- Page excerpt:
* START *
What plot there is centers mostly on two love stories – that of Sophie Sheridan (Amanda Seyfried), a bubbly 20-year-old blonde who’s headed down the aisle without knowing her father, and her mother Donna (Meryl Streep), a woman whose true love evaded her before Sophie was born but who may just be around for a second show.








This film is unabashedly feminine, described by the leading men in the cast (Pierce Brosnan, Colin Firth and Stellan Skarsgard) as “thoroughly brought to you by women” and a film in which “men are the bimbos.”But aside from Meryl Streep’s elegant and authentic performance (as is typical for her), the other female roles seemed to only play off stereotypes so you never got a full sense of feminine empowerment. 

You can still have a little fun with this movie and its music, however, as long as you don’t try to overthink it. It’s clear that the cast had a lot of fun, and that’s something to appreciate in a film. But it would have gone a long way toward creating connection if the music had been better worked into the story rather than been allowed to dictate it.

*Audio* :2stars:

English: DTS-HD Master Audio 5.1
French: DTS 5.1
Spanish: DTS 5.1

In a musical, you almost always expect to be blown away by the audio. But here, it must be said that during most musical numbers the mute button was looking very tempting. Streep’s vocals held up well, and she captured the liveliness and the spirit of the music by singing live throughout the production (though a blend of live and dubbed was ultimately used). Seyfried also showed talent even if her voice at times was on the weak side. But the men…well you have to experience it for yourself, but you’ll never look at Pierce Brosnan in quite the same way again.
The film offers a DTS-HD Lossless Master Audio 5.1 Surround track (48kHz/24-bit), but there is virtually no use of surrounds, which makes the music sequences pretty lackluster. Overall, the audio was disappointing and if Meryl hadn’t given it her all in Dancing Queen, we probably would’ve written the whole category off.

*Video* :2stars: [img]http://www.hometheatershack.com/gallery/file.php?n=1230[/img]

Video resolution: 1080p
Aspect ratio: 2.40:1

If audio underwhelmed in this film, then video certainly overwhelmed – and not in a good way. With the Greek Isles as a setting you envision stunning landscapes and vibrant colors, but the video here took that idea a bit too far. Perhaps because many scenes were not actually shot on location in the Greek Isles, and great attempts had to be made to replicate the sun-kissed seas and lush greenery, what the film ended up with was just that – an over-processed, over-saturated replica backdrop that at times was too sharp on the eyes and looked a little plasticky.

*Special Features:*
(Mostly shot in high definition)

While bonus features often seem like too much information for a single film, in the case of Mamma Mia! the film actually benefited from the additional content. After watching them you at least know what director Phyllida Lloyd was after, even if it didn’t always translate in the film. Here’s what you get:
Audio Commentary. Lloyd offers a recount of directing her first film and discusses the music, the sets, and why she chose to make use of soundstages so often in the film rather than shooting on location.
* END *
- Items:
* START *
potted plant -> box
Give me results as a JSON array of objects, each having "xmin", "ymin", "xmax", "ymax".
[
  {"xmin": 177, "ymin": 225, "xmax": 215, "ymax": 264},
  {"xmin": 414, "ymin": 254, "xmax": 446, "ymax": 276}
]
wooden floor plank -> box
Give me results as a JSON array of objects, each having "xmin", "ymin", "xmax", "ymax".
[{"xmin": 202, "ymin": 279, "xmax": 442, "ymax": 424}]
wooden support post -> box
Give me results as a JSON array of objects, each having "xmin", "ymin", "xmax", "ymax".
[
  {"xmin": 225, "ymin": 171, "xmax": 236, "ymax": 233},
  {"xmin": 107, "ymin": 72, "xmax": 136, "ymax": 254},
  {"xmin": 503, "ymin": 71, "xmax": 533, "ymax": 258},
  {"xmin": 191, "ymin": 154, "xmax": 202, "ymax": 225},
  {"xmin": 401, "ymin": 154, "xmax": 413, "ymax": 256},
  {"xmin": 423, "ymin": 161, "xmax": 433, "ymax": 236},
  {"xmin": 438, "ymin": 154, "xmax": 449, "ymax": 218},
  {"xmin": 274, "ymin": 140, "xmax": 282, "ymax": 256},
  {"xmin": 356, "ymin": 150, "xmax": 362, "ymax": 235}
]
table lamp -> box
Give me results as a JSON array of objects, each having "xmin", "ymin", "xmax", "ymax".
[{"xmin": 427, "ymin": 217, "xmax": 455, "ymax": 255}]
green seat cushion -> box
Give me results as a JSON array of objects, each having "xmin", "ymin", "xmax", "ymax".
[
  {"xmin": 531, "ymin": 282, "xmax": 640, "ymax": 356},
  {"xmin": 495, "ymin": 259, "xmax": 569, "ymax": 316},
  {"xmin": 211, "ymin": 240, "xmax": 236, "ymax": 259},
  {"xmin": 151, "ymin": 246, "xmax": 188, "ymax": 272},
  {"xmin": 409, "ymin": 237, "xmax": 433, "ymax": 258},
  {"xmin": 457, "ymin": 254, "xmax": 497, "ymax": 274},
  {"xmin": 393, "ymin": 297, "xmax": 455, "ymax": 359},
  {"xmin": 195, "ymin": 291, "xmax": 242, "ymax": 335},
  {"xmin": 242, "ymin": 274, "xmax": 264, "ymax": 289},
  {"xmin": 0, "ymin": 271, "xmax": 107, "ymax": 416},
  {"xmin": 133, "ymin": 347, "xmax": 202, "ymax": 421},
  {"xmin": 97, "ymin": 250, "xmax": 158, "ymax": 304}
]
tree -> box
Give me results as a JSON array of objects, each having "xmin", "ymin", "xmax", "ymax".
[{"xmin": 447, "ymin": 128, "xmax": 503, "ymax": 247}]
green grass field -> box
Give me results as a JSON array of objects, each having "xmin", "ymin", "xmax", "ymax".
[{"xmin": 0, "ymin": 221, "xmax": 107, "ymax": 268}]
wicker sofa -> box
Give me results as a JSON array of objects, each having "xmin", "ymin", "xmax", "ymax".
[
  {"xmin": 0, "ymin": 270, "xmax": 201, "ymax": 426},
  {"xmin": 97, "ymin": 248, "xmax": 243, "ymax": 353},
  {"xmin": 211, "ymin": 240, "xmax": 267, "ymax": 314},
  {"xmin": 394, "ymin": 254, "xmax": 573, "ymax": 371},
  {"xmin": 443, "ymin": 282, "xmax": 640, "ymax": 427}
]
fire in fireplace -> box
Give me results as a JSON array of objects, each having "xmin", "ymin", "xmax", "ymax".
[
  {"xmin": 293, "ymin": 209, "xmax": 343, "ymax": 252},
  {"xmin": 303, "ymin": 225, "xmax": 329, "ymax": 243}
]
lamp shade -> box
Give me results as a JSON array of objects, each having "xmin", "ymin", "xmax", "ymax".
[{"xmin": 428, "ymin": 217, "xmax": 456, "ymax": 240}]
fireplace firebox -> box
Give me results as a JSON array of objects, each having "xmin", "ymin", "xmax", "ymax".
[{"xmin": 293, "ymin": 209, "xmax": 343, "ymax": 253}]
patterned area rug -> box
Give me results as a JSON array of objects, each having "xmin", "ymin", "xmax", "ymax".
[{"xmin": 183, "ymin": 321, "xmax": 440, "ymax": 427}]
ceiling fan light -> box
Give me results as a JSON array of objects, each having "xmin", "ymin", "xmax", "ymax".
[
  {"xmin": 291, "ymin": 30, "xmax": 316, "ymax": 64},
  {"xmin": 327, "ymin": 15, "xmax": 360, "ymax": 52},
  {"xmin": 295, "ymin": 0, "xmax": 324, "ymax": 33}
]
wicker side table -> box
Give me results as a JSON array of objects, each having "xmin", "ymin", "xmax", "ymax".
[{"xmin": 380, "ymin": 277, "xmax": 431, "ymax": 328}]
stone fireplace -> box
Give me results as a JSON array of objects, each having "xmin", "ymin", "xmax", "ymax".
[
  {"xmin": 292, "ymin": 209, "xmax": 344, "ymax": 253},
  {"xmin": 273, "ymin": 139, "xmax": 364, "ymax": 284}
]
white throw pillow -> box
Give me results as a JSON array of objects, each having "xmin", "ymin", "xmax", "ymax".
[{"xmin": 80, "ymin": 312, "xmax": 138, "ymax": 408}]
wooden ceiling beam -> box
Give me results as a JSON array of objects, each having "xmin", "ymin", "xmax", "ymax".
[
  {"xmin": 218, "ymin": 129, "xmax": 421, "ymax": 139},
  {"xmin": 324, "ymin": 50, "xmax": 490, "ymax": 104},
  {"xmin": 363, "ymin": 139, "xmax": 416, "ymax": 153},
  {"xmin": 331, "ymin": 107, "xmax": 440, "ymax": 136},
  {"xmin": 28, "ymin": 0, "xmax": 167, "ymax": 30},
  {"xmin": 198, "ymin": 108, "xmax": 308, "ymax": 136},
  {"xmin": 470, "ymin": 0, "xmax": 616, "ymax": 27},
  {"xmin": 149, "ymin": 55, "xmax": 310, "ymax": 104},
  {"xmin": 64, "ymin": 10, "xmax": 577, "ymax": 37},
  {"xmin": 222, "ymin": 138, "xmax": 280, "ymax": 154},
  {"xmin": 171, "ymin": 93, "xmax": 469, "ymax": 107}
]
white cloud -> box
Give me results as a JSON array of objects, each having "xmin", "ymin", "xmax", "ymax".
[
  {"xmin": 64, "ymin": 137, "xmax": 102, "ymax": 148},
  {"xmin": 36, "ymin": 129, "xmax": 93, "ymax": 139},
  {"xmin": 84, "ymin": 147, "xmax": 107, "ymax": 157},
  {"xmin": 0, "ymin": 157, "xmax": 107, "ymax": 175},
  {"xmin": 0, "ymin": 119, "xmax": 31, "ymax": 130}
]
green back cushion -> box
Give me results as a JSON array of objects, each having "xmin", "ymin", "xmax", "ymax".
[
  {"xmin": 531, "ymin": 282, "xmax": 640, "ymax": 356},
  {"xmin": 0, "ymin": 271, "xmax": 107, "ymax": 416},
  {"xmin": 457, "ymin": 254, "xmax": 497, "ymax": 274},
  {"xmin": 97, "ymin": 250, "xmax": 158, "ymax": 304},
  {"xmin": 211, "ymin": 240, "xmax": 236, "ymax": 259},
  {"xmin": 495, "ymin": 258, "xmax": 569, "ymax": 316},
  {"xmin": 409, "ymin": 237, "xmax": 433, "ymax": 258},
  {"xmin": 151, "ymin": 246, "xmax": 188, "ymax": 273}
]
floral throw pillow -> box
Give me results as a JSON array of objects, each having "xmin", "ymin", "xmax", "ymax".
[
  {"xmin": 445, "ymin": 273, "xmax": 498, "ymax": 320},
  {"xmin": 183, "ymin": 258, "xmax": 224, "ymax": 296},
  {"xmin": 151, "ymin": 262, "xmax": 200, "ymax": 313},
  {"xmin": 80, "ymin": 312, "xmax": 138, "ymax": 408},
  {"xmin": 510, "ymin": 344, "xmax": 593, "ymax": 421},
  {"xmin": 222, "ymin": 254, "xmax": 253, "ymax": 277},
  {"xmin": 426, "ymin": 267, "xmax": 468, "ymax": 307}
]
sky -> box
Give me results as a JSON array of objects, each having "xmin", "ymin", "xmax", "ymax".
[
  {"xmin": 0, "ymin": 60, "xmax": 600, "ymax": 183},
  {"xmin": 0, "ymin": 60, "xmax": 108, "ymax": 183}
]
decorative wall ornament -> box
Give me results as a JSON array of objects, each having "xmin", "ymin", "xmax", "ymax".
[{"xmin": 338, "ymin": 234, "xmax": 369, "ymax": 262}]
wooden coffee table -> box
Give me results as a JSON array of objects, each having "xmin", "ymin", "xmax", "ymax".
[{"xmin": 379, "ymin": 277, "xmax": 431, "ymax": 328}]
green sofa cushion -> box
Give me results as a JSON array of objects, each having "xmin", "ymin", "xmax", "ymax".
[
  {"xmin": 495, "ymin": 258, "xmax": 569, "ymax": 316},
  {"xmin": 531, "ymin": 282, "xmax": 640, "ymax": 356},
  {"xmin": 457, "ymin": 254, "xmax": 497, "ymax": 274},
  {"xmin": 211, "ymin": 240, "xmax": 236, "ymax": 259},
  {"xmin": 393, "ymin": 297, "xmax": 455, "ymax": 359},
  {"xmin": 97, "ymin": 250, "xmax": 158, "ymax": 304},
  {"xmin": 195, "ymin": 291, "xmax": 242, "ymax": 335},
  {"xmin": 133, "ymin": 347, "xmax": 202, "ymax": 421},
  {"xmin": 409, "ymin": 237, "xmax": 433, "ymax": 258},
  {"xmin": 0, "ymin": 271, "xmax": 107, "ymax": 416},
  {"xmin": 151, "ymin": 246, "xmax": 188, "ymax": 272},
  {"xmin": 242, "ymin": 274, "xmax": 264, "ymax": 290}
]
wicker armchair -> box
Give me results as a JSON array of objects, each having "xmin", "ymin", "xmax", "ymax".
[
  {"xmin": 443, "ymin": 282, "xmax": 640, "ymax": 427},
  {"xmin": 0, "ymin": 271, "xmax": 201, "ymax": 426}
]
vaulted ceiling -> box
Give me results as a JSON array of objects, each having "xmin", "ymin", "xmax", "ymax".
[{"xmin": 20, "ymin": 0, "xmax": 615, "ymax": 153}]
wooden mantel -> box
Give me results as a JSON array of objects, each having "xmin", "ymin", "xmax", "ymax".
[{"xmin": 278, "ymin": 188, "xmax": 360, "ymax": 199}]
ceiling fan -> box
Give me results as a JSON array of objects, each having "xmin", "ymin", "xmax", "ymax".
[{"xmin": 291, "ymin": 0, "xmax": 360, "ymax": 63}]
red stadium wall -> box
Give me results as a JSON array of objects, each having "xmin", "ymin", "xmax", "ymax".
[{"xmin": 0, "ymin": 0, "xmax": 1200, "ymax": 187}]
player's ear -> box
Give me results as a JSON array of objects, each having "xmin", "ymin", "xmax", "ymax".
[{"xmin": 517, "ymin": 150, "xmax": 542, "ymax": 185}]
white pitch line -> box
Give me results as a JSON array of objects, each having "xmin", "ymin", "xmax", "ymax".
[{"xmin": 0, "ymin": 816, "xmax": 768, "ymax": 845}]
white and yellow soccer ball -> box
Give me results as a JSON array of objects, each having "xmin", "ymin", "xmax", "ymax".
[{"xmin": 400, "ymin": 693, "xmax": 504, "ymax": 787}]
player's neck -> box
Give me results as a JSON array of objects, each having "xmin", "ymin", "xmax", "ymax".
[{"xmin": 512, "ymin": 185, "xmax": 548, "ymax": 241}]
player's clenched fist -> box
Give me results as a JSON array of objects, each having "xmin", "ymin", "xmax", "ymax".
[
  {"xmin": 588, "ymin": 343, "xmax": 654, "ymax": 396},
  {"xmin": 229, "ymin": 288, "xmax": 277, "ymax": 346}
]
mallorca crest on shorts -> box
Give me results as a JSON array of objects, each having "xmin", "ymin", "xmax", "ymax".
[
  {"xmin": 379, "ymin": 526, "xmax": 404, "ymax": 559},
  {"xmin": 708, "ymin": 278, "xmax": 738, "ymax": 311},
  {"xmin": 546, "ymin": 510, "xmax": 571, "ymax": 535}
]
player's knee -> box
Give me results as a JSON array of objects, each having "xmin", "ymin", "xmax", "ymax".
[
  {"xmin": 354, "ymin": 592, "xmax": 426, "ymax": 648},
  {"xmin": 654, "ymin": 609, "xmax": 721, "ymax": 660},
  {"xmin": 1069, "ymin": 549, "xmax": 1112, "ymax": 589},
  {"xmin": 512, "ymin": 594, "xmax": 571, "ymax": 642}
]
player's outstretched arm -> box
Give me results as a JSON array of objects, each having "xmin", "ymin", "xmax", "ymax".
* END *
- Written instruction 1:
Decide whether each statement agrees with the Mamma Mia! review. Answer yes or no for each, and quote the words from the review that settle it.
(a) The audio track makes heavy use of the surround channels.
(b) Meryl Streep sang live throughout the production.
(c) All scenes were shot on location in the Greek Isles.
- Written instruction 2: Carry on the Mamma Mia! review from where it stops.

- Final result 1:
(a) No: "there is virtually no use of surrounds"
(b) Yes: "by singing live throughout the production"
(c) No: "many scenes were not actually shot on location in the Greek Isles"

- Final result 2:
Featurettes. The Making of Mamma Mia!, Becoming a Singer, Anatomy of a Musical Number and A Look Inside Mamma Mia! come together to give a full perspective on the prep work and making of the film, as well as some brief insight into the ABBA phenomenon.

Deleted Scenes. You’ll get a few of them here, presented in one long sequence, including some juicy romance that didn’t make it into the final cut.

Music Video. The cast performs a spin-off of ABBA’s original video for the song.

Bonus Content. A fair number of bonus items on the Blu-ray release, including two U-Control features that offer picture-in-picture capability and a pop-up menu giving details on ABBA’s hits throughout the film. BD-Live is also available - My Scenes Sharing lets you bookmark, while My Chat allows you to watch the film with others and discuss.

Mamma Mia! is also the first time Universal has released My Movie Commentary, a BD-Live feature that lets you record video commentary and post it on the web. You can also have your commentary appear in picture-in-picture style over the main feature, which is pretty cool.

*Overall * :2stars:

Mamma Mia! as a film was just begging to happen, which is why it’s such a shame that you can’t walk away from it feeling like it was all it could be. There were moments where the film got it right – Meryl Streep’s performance of Dancing Queen and the mother-daughter connection she managed to establish out of a script that didn’t really give her much to work with, for example.
But beyond that, the film seemed to get too caught up in its own joy. It’s as if the directors, writers and maybe even the actors got so caught up in how much fun it was going to be that they forgot making a movie is actually work.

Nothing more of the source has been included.